▶ EXTRAIT DU DOCUMENT
>>>>

Au fils des ans, les plus adroits, passionnés ou persévérants participent à la compétition annuelle des caddies.
Celle-ci est très attendue, car l’enjeu y est important. Les meilleurs joueurs peuvent espérer devenir l’élève assistant du Head Pro.
Au programme de ce stage de formation, ramassage des balles pendant les cours, changer les grips usagés, arranger les clubs et surtout bénéficier après autorisation du Pro de le remplacer en son absence pour jouer quelques parties avec de très bons « clients ».

Jean Gassiat a fait parti de ces rares élus.

Le golfeur :

La pratique de la pelote à mains nues ou à la pala comme beaucoup de basques, a certainement favorisé l’habilité, le coup d’œil, la visée, le relâchement musculaire pendant l’exercice et une analyse sur la stratégie de jeu à adopter en fonction des circonstances.

<<<<

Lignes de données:
>>>>

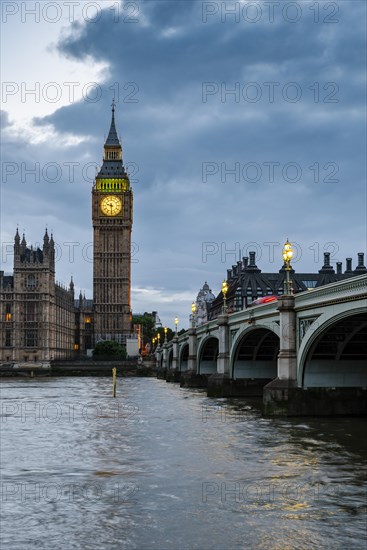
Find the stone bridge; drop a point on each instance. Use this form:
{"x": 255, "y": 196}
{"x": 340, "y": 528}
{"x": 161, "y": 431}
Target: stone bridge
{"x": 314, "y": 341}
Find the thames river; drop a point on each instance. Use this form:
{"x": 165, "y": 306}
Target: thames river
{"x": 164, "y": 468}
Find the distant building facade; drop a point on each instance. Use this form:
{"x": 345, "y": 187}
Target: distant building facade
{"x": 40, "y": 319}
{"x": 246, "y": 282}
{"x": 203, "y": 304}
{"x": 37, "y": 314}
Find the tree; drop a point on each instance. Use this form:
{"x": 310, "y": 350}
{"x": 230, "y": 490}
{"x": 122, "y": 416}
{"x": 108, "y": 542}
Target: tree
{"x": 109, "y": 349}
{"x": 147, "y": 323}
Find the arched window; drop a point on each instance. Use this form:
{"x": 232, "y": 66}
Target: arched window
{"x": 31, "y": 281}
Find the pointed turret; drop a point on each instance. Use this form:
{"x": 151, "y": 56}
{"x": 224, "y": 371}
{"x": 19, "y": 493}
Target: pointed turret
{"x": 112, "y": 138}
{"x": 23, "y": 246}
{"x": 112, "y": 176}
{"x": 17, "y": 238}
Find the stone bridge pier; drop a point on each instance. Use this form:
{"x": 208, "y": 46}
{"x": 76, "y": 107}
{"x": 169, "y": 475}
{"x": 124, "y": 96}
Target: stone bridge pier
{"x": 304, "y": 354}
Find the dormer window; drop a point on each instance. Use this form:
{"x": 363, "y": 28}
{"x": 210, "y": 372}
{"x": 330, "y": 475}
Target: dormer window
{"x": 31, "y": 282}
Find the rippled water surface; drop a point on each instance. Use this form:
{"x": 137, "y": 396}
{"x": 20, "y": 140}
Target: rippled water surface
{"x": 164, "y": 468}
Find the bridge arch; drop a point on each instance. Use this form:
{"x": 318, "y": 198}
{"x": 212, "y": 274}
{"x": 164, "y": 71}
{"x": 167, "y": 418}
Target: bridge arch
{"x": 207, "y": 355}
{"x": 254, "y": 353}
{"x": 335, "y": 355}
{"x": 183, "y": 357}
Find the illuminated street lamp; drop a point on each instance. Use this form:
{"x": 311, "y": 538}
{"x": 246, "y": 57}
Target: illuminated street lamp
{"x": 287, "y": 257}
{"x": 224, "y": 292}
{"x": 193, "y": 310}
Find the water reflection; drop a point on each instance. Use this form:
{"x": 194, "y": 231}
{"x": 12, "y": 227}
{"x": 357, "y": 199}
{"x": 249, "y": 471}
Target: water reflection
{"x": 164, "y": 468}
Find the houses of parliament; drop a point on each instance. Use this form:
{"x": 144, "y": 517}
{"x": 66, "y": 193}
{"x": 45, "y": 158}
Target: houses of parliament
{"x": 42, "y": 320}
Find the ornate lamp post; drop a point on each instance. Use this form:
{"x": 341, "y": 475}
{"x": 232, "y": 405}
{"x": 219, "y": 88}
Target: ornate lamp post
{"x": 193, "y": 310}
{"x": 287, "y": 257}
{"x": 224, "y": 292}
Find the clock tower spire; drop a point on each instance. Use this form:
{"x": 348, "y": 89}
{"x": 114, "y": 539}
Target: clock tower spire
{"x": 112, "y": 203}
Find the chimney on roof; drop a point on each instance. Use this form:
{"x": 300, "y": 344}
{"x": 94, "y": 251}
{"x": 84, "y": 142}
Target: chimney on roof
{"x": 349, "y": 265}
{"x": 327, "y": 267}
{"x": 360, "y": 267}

<<<<

▶ EXERCICES
A. D'après l'extrait du document, pourquoi la compétition annuelle des caddies est-elle très attendue ?
B. Selon l'extrait du document, qui a fait partie des rares élus ?
C. Recopiez le passage de l'extrait du document qui va de « La pratique de » à « fonction des circonstances. ».

▶ CORRIGÉ DES EXERCICES
A. Elle est très attendue parce que l'enjeu y est important : les meilleurs joueurs peuvent espérer devenir l'élève assistant du Head Pro.

B. Jean Gassiat.

C.
La pratique de la pelote à mains nues ou à la pala comme beaucoup de basques, a certainement favorisé l’habilité, le coup d’œil, la visée, le relâchement musculaire pendant l’exercice et une analyse sur la stratégie de jeu à adopter en fonction des circonstances.